Texto fornecido »
-*-*-
A ciência das mudanças climáticas tem estado na defensiva nas últimas semanas, devido a um erro que exagerou drasticamente os números que apontavam para o desaparecimento das geleiras do Himalaia. Alguns na mídia e outros céticos sobre as mudanças climáticas estão tendo um momento de brilho, esmiuçando cada vírgula e suspiro nas avaliações do Painel Intergovernamental sobre Mudanças Climáticas (IPCC) de 2007.
Vozes estridentes estão até mesmo considerando o aquecimento global um embuste como o “bug do milênio”. Como resultado, a opinião pública tem ficado cada vez mais confusa à medida que o questionamento incessante ao IPCC e a seus integrantes toma uma proporção de caça às bruxas.
É realmente a hora de um teste de realidade. É mais do que certo apontar erros, fazer correções e conferir novamente a credibilidade e precisão de pesquisas. Também é certo que o IPCC reconheceu a necessidade de mais controle de qualidade para minimizar quaisquer riscos em novos relatórios. Mas vamos deixar de lado o mito de que a ciência das mudanças climáticas tem furos escondidos e está afundando rapidamente em um mar de mentiras.
Ao longo de 22 anos, o IPCC baseou-se no conhecimento de milhares das melhores cabeças científicas, indicados por seus próprios governos, na tentativa de esclarecer a complexidade de fenômenos ambientais descobertos, e os potenciais impactos deles na economia e na sociedade. O painel tem se esforçado para entregar o produto “perfeito” em matéria de suas obrigações, rigor científico, avaliação de especialistas e franqueza, e tem apresentado o conhecimento – mas também lacunas do conhecimento – em termos do que entendemos sobre o aquecimento global.
-*-*-
Linhas de dados:
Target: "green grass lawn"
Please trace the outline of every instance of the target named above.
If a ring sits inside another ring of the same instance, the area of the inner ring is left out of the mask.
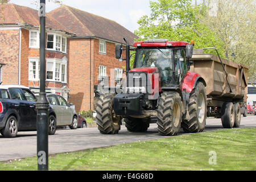
[[[49,169],[256,170],[255,133],[255,128],[221,130],[57,154],[49,157]],[[216,164],[209,163],[210,151]],[[37,158],[0,163],[0,170],[37,170]]]

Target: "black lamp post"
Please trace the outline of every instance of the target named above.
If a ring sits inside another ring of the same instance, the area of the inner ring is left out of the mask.
[[[226,58],[229,58],[228,52],[229,52],[229,50],[232,50],[232,51],[233,51],[233,53],[231,55],[231,56],[235,57],[236,55],[234,53],[234,50],[232,48],[229,48],[229,49],[228,49],[228,51],[226,51]]]
[[[37,155],[39,171],[48,169],[48,110],[46,93],[46,0],[40,0],[40,93],[36,103]]]

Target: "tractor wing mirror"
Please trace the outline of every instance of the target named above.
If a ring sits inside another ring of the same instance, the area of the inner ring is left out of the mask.
[[[193,45],[187,45],[186,57],[187,59],[191,59],[193,56]]]
[[[115,46],[115,58],[119,59],[122,56],[122,48],[123,47],[123,45],[117,45]]]

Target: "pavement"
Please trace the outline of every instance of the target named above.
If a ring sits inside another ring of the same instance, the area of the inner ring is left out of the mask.
[[[241,128],[256,127],[256,115],[241,118]],[[223,129],[220,119],[207,119],[204,132]],[[179,135],[189,134],[181,129]],[[97,128],[77,130],[60,129],[48,137],[49,155],[106,147],[119,144],[175,137],[160,136],[156,124],[151,124],[146,133],[131,133],[124,125],[117,135],[102,135]],[[17,137],[5,138],[0,135],[0,162],[36,156],[36,131],[19,132]]]

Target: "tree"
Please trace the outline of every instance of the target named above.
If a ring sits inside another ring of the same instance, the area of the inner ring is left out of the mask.
[[[193,5],[191,0],[158,0],[150,1],[150,16],[142,16],[138,22],[139,28],[134,32],[140,40],[194,40],[195,48],[215,47],[224,56],[222,41],[200,20],[207,12],[205,5]]]
[[[238,63],[249,67],[249,78],[256,80],[256,1],[208,0],[208,13],[201,19],[221,40],[223,49]]]

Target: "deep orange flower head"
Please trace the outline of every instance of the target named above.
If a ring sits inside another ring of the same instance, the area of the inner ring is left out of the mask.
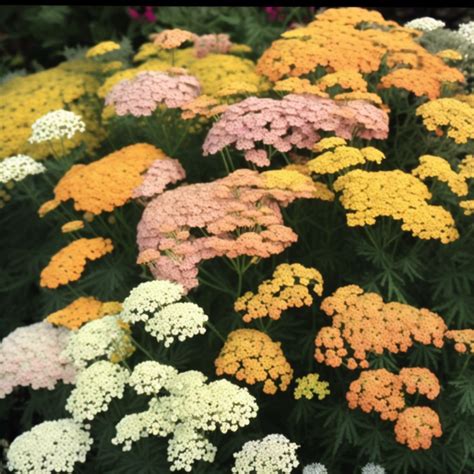
[[[40,286],[57,288],[79,280],[87,260],[96,260],[112,252],[114,246],[110,239],[95,237],[78,239],[62,248],[54,255],[41,272]]]
[[[263,383],[263,392],[284,392],[293,378],[293,369],[280,348],[256,329],[232,331],[215,360],[217,375],[232,375],[249,385]]]

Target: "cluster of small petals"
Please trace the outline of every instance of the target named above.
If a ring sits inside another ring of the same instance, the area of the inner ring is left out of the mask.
-*-*-
Por favor, cite integralmente o texto sobre a ciência das mudanças climáticas, palavra por palavra.

Resposta do exercício »
A ciência das mudanças climáticas tem estado na defensiva nas últimas semanas, devido a um erro que exagerou drasticamente os números que apontavam para o desaparecimento das geleiras do Himalaia. Alguns na mídia e outros céticos sobre as mudanças climáticas estão tendo um momento de brilho, esmiuçando cada vírgula e suspiro nas avaliações do Painel Intergovernamental sobre Mudanças Climáticas (IPCC) de 2007.
Vozes estridentes estão até mesmo considerando o aquecimento global um embuste como o “bug do milênio”. Como resultado, a opinião pública tem ficado cada vez mais confusa à medida que o questionamento incessante ao IPCC e a seus integrantes toma uma proporção de caça às bruxas.
É realmente a hora de um teste de realidade. É mais do que certo apontar erros, fazer correções e conferir novamente a credibilidade e precisão de pesquisas. Também é certo que o IPCC reconheceu a necessidade de mais controle de qualidade para minimizar quaisquer riscos em novos relatórios. Mas vamos deixar de lado o mito de que a ciência das mudanças climáticas tem furos escondidos e está afundando rapidamente em um mar de mentiras.
Ao longo de 22 anos, o IPCC baseou-se no conhecimento de milhares das melhores cabeças científicas, indicados por seus próprios governos, na tentativa de esclarecer a complexidade de fenômenos ambientais descobertos, e os potenciais impactos deles na economia e na sociedade. O painel tem se esforçado para entregar o produto “perfeito” em matéria de suas obrigações, rigor científico, avaliação de especialistas e franqueza, e tem apresentado o conhecimento – mas também lacunas do conhecimento – em termos do que entendemos sobre o aquecimento global.